─── Material ───
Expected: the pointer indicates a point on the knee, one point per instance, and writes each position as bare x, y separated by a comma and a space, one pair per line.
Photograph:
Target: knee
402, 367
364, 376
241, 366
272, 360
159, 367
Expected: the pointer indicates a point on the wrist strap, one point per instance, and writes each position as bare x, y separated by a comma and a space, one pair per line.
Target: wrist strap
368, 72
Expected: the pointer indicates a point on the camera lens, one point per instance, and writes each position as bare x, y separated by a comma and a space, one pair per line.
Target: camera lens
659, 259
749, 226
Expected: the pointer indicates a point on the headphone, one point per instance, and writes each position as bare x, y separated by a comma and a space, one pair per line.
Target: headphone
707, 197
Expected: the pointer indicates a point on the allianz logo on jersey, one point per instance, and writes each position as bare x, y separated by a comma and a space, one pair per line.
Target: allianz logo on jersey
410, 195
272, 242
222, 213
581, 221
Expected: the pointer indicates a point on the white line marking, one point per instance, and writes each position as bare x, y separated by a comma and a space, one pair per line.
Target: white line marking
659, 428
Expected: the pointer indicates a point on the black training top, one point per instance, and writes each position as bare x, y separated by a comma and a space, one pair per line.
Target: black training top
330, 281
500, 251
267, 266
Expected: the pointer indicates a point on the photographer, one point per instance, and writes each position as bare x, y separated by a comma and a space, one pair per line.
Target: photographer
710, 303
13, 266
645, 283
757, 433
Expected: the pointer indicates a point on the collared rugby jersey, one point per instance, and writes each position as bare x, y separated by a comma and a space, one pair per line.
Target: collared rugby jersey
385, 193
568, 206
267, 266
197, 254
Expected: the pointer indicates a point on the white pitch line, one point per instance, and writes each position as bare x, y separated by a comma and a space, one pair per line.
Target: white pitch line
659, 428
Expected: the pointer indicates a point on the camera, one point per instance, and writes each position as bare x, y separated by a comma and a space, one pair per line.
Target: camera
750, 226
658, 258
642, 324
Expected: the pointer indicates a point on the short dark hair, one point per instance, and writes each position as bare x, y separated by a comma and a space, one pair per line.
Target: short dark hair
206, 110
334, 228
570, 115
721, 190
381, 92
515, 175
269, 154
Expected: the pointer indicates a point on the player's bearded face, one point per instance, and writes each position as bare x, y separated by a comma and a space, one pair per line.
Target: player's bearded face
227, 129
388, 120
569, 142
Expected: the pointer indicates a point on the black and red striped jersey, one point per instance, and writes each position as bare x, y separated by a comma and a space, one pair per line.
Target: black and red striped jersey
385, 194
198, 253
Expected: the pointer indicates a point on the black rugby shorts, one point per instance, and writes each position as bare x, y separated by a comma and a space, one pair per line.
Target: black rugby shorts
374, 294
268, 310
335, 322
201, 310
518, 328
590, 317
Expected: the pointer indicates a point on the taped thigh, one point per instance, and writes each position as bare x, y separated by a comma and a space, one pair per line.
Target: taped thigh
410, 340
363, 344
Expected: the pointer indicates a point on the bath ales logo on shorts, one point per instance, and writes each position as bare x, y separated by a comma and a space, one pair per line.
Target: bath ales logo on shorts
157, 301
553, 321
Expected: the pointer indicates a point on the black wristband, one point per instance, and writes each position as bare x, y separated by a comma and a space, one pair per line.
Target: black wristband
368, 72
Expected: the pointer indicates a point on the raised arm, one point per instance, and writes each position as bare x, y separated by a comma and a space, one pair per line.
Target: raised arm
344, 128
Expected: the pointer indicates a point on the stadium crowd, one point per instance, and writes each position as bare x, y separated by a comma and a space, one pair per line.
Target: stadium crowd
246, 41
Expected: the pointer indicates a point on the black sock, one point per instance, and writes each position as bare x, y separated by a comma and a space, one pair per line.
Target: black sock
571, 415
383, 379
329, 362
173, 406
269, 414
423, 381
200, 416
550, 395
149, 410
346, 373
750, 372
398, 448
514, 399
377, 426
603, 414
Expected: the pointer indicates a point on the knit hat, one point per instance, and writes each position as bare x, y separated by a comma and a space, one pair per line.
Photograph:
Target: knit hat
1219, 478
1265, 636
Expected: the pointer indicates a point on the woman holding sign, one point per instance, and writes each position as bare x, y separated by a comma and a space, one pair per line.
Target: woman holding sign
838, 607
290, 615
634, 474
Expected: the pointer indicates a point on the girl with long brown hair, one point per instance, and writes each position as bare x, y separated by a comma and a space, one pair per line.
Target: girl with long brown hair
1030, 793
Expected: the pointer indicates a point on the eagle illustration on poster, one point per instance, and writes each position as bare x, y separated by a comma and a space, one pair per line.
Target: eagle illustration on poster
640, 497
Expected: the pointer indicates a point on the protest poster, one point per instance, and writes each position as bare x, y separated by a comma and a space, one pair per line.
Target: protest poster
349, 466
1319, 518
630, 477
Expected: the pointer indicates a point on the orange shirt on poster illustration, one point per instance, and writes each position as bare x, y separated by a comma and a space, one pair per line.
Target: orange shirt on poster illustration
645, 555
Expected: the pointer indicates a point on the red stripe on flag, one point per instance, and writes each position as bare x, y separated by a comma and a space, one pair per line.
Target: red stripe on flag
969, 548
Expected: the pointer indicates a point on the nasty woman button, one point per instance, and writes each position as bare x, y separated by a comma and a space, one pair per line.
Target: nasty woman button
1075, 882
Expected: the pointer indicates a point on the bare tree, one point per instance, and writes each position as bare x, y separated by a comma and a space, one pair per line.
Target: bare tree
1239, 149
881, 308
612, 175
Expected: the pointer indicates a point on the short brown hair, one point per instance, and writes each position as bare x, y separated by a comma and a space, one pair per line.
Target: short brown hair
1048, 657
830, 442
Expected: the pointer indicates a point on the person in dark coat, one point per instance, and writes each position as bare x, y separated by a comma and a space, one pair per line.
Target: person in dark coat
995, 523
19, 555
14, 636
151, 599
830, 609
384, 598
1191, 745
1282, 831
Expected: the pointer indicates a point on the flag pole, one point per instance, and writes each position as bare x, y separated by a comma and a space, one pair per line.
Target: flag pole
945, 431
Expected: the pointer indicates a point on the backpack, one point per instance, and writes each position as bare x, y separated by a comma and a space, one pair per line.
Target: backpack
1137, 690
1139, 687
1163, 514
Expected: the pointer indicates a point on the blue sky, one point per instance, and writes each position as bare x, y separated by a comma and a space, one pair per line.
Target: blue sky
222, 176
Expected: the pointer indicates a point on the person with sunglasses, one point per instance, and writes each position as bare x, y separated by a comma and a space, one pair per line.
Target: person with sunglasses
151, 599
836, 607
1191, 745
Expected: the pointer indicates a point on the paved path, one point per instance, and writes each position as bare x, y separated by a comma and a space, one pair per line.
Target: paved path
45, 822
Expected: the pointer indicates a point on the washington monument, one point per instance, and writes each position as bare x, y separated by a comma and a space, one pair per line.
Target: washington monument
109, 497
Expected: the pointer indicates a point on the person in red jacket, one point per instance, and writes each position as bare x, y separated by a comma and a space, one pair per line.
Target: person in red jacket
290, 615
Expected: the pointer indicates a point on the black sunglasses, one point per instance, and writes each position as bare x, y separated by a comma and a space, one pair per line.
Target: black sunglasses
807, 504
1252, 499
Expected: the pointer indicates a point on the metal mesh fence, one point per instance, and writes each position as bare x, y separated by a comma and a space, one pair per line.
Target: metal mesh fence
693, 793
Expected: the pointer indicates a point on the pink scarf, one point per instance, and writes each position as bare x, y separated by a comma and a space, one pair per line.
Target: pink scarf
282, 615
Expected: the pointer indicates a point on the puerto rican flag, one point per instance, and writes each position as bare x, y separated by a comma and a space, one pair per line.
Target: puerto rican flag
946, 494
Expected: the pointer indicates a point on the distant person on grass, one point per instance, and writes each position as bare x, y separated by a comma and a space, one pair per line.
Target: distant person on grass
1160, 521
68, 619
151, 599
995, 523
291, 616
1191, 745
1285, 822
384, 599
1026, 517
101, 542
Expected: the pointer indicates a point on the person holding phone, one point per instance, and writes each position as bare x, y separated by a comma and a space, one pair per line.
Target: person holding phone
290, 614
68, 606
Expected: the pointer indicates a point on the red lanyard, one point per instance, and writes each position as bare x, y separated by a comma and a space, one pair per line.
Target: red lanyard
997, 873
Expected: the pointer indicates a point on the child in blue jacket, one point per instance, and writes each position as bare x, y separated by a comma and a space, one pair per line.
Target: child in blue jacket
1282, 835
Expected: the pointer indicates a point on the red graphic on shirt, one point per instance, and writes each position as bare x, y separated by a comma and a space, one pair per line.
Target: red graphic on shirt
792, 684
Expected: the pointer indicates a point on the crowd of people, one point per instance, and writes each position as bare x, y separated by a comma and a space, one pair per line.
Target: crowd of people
───
_Given task_
Produce an exact copy of the lines from the one containing "Expected: the pointer indicates a point on the red graphic" through the last line, and of nothing else.

_Output of the task_
Expected: the pointer indicates a point on the red graphic on shirt, one point per instance, and writes each position as bare x, y separated by a comma and a space, one pair per line.
Target: red graphic on shirt
792, 684
Expected: the pointer indicates a point on the crowd of people, one point per instance, and writes each position as bare x, y separated by a comma and a space, one pair per line.
Target: crowd of people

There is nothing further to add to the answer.